» Your task
Copy word for word the lines from the start of the records through the line that contains "fill_rule: evenodd", both included.

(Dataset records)
· · ·
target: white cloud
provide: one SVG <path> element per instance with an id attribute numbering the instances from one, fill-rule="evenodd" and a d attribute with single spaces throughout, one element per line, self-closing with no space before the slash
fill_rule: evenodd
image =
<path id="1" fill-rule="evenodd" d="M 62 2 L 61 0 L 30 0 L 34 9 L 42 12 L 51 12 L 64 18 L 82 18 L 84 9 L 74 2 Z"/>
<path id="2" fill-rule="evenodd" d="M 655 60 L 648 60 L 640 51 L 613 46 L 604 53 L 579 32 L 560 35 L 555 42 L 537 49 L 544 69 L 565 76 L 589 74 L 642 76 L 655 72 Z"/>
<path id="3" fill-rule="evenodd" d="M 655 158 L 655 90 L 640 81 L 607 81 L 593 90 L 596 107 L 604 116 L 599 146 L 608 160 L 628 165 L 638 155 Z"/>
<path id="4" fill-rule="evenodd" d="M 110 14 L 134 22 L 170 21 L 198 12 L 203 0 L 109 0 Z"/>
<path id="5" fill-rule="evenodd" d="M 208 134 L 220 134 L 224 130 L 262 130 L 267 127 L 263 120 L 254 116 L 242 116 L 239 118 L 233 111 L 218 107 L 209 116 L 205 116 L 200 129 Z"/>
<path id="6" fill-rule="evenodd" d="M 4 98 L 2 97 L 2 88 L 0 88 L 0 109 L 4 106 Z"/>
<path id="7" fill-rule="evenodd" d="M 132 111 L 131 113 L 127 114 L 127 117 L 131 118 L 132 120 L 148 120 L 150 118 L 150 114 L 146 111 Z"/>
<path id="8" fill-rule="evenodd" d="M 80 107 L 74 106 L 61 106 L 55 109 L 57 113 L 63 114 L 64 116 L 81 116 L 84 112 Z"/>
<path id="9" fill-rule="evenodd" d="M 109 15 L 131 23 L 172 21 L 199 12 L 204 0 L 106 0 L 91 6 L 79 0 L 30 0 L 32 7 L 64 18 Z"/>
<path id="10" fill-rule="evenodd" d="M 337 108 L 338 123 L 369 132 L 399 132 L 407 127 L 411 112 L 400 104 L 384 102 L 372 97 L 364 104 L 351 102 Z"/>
· · ·
» Response
target: white cloud
provide: one SVG <path> element per instance with an id attribute numbering the instances from one, fill-rule="evenodd" and a d attribute with single spaces throughout, one element per line, self-closing with no space before the slash
fill_rule: evenodd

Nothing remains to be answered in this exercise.